## Task to carry out
Extract every line of the records below that contains the word "fabric", copying each line in full.

## Recorded data

= = = = = = =

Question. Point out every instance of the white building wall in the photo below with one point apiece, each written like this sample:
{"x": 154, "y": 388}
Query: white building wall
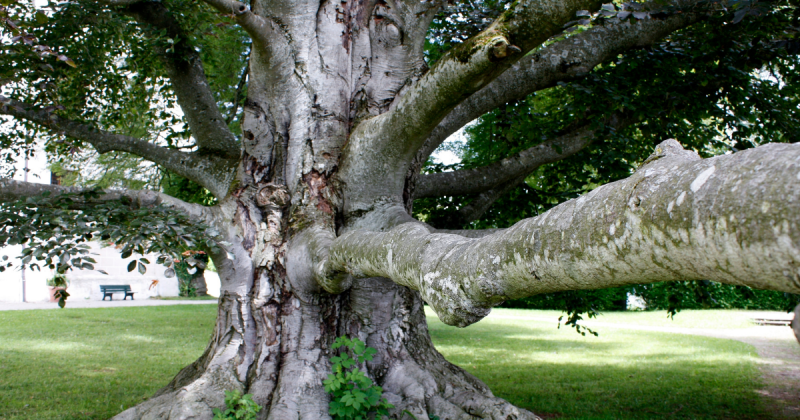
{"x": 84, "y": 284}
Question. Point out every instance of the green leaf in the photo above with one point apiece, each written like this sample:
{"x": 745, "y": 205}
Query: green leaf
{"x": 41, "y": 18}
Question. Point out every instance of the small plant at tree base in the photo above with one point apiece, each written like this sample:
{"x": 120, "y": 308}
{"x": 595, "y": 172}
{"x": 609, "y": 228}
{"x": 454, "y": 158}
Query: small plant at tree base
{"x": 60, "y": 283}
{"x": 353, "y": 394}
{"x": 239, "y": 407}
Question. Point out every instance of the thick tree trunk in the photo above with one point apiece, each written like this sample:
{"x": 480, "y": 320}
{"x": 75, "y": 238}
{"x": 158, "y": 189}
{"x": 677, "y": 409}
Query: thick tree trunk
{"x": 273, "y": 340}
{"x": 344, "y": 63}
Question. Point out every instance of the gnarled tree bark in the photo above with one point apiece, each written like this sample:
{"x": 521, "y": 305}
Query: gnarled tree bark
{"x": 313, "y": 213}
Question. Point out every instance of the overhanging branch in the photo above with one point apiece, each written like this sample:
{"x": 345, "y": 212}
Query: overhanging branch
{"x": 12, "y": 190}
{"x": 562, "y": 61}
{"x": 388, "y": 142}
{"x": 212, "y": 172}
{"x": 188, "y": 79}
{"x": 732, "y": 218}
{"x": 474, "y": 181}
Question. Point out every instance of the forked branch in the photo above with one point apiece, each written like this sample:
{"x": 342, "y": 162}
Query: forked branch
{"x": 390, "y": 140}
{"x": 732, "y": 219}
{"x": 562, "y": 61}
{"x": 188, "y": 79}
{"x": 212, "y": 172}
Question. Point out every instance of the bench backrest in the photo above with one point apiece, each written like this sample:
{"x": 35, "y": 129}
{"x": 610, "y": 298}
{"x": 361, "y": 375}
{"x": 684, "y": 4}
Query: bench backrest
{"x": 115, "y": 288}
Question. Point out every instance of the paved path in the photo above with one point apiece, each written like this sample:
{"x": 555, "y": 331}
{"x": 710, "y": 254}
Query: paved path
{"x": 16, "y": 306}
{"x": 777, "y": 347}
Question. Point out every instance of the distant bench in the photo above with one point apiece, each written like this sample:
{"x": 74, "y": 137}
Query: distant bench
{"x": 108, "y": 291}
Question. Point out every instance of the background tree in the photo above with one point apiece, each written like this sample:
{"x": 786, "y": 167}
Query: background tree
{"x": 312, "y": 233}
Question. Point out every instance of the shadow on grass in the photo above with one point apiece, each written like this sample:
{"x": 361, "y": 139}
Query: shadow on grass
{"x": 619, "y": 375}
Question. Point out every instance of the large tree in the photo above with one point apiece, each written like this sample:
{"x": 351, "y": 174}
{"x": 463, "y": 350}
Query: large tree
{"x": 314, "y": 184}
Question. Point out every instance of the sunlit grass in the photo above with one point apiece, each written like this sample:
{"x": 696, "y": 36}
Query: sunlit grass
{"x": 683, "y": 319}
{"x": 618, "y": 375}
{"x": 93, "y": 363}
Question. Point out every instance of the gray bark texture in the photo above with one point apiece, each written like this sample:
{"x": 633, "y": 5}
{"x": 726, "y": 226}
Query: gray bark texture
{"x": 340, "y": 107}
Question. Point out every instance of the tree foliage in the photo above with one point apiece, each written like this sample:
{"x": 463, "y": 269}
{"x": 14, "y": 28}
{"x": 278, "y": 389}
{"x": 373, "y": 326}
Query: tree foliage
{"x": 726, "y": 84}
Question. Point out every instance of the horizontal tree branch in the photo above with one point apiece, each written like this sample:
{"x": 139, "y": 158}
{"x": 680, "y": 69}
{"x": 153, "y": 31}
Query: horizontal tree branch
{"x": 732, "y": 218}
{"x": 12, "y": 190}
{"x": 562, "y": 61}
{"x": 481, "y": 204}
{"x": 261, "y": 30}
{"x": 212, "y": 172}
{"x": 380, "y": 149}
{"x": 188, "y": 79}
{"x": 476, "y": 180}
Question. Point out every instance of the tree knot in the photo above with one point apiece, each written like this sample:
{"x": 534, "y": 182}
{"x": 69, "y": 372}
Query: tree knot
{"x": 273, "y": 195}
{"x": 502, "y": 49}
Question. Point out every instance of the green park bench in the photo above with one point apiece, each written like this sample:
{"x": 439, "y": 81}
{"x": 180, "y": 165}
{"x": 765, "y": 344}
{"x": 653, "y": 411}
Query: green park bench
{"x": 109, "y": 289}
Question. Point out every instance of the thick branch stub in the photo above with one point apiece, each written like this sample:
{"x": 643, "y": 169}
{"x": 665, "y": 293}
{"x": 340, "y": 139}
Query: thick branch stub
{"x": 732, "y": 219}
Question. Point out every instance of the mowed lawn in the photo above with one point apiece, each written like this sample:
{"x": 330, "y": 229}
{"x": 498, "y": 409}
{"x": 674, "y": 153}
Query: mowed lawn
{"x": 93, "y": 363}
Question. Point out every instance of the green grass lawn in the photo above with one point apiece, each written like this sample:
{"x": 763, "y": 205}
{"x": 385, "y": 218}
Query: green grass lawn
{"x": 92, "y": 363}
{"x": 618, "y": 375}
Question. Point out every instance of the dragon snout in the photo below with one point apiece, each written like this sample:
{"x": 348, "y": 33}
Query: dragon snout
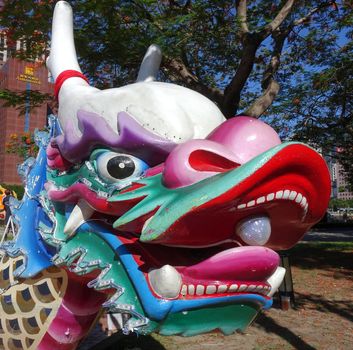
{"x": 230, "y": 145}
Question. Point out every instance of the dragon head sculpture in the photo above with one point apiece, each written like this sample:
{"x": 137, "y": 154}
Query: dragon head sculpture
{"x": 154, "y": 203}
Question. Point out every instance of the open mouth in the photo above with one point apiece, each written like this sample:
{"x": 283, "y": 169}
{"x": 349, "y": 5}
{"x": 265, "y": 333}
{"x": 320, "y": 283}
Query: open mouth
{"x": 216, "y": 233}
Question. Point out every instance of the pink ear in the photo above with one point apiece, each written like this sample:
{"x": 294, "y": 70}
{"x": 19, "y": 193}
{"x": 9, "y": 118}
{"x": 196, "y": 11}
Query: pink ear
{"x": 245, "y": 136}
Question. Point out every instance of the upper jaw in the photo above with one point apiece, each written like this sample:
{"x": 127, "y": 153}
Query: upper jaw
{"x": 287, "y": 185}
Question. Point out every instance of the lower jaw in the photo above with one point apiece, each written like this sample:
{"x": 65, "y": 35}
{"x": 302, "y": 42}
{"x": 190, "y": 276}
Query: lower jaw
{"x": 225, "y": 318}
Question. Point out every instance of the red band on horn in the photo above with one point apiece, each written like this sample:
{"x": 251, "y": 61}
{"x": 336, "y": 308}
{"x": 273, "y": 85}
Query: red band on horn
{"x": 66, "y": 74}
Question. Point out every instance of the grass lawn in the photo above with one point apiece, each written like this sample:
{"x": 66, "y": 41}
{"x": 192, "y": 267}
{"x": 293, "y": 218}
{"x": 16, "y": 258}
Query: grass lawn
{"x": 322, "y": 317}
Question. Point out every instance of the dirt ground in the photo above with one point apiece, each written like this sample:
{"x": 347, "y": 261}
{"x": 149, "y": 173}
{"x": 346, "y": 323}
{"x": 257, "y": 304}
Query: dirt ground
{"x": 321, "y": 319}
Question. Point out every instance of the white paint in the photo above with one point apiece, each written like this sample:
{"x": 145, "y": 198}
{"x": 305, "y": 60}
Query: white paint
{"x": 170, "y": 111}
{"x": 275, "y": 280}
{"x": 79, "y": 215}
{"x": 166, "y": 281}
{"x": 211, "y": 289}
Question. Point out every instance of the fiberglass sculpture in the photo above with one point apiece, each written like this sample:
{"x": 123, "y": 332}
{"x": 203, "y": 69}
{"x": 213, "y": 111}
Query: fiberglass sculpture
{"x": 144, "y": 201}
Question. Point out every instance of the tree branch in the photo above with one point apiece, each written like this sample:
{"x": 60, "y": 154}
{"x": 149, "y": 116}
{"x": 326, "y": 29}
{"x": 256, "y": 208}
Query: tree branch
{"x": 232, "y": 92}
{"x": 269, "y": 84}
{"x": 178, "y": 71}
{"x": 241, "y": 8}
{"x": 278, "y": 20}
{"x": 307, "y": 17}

= = = = = = =

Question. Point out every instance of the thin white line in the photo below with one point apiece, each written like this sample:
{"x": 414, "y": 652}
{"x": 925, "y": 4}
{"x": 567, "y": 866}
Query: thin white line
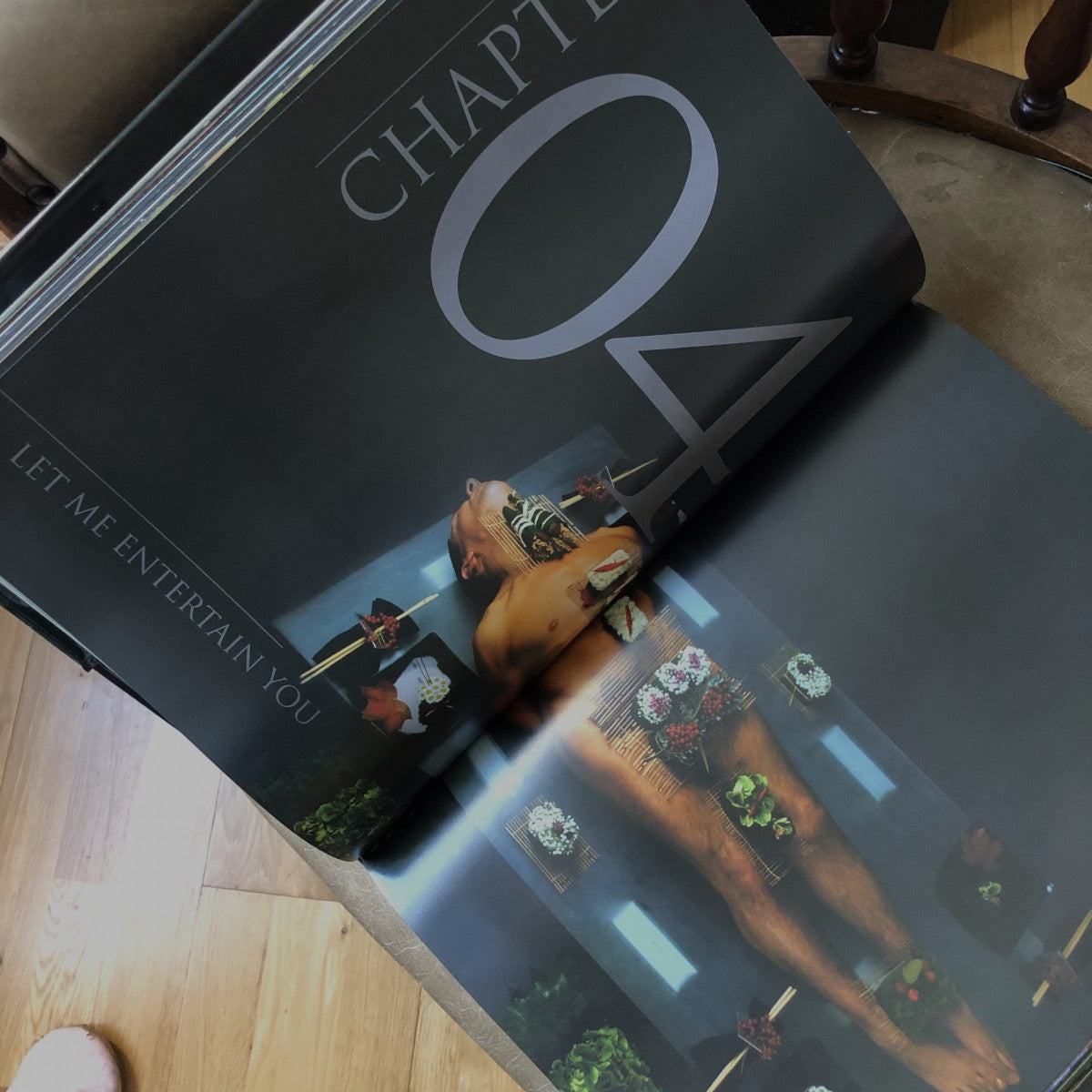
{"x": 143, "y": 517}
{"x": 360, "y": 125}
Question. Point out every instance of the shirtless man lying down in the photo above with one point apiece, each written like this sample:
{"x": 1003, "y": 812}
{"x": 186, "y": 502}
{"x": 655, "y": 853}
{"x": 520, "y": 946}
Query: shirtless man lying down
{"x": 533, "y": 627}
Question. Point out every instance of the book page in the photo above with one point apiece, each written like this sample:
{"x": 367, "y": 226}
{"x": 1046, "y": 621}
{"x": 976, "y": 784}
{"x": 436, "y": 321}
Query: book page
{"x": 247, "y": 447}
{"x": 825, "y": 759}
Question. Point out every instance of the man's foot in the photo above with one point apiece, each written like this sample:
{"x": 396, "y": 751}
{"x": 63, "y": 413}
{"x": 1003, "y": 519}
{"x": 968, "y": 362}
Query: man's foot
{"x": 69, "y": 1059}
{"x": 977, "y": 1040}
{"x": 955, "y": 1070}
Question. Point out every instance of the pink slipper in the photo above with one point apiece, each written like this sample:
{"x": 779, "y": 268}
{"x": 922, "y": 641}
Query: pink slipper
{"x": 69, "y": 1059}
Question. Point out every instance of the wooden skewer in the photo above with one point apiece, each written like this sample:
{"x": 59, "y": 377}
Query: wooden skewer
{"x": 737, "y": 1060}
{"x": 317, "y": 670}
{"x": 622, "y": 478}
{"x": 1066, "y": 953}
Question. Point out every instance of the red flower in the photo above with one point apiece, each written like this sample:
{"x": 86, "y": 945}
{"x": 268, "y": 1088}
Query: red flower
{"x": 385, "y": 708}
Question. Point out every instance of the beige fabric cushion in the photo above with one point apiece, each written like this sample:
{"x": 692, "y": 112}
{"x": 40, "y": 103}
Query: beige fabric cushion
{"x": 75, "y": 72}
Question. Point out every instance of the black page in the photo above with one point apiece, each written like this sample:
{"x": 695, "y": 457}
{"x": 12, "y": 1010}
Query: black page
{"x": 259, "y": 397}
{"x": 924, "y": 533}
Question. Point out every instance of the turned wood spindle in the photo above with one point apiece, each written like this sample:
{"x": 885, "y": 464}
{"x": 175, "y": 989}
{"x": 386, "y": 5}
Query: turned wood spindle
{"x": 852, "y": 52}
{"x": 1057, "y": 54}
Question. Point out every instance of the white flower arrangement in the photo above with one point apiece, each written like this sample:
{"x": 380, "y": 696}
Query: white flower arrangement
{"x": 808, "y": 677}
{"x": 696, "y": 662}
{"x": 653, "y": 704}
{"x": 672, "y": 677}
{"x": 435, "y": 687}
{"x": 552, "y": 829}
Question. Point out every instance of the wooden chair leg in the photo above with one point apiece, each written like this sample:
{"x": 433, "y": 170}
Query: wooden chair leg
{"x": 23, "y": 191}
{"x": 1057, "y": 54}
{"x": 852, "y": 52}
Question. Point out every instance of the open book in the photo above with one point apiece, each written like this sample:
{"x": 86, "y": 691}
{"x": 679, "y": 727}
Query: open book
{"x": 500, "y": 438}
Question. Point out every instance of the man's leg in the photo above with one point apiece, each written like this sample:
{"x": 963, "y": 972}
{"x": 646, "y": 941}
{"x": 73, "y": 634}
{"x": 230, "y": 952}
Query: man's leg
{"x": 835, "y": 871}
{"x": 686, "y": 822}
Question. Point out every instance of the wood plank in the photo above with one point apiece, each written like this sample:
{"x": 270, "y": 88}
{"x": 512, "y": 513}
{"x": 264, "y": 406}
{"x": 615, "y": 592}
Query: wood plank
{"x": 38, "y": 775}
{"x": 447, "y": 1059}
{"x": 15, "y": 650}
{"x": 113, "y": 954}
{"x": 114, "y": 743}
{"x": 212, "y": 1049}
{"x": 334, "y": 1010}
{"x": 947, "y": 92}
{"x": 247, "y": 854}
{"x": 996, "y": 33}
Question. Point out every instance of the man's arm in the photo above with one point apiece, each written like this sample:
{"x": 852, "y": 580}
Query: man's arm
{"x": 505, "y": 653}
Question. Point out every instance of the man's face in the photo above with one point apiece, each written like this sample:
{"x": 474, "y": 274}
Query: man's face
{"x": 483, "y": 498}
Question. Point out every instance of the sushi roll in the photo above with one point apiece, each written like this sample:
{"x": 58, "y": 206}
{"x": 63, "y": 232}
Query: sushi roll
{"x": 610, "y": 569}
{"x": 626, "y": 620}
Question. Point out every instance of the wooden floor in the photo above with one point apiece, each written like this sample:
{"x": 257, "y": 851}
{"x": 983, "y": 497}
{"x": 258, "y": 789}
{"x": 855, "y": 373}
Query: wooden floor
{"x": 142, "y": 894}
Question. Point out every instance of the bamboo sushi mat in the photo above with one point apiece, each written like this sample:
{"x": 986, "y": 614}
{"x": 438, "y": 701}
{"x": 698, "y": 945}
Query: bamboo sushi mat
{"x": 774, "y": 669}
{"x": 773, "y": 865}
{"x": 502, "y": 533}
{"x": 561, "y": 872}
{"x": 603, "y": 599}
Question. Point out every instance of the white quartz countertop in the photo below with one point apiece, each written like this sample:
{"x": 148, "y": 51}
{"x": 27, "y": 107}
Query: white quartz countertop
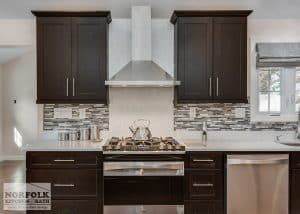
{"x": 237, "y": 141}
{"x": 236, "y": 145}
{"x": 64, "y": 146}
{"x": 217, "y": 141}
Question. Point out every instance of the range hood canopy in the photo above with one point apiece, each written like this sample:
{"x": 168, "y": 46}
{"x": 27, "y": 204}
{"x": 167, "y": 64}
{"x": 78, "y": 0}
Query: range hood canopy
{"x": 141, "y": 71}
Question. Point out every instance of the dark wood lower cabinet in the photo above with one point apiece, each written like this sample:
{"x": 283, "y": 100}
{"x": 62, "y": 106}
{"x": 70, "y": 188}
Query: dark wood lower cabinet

= = = = = = =

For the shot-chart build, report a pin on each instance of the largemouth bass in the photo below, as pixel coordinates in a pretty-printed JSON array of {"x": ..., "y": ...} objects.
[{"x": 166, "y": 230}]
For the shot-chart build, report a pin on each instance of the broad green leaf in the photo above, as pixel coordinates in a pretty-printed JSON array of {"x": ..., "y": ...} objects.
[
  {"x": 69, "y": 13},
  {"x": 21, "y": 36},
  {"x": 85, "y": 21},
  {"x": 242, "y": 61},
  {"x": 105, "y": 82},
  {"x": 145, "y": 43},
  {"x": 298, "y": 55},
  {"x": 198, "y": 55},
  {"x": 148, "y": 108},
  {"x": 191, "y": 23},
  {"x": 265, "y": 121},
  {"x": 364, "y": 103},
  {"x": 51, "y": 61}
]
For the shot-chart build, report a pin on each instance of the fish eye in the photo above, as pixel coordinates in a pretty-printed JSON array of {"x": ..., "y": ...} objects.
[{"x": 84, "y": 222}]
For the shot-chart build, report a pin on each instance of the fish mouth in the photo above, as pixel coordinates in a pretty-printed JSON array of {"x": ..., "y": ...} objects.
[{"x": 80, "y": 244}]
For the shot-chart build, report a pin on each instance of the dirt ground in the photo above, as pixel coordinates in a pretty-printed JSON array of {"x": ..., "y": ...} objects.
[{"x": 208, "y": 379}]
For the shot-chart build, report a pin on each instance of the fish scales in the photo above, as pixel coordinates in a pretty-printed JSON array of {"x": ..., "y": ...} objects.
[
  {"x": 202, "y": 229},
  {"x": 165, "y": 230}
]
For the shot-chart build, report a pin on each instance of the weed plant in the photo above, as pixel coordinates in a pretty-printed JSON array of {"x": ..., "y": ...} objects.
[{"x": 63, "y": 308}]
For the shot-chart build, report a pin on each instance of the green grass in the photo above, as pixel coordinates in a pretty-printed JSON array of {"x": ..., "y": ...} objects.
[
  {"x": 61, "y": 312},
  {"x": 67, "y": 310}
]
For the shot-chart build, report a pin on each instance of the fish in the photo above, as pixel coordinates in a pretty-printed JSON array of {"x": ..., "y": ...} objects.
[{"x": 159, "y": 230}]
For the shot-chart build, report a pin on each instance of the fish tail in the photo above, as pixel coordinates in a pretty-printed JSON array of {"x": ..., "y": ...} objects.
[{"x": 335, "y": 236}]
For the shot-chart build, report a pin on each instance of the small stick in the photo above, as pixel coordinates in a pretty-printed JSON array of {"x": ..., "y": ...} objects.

= = = = = = =

## Exercise response
Question. Point out every instance of the beige fabric cushion in the photo above with one point apiece, each written like this sample:
Query: beige fabric cushion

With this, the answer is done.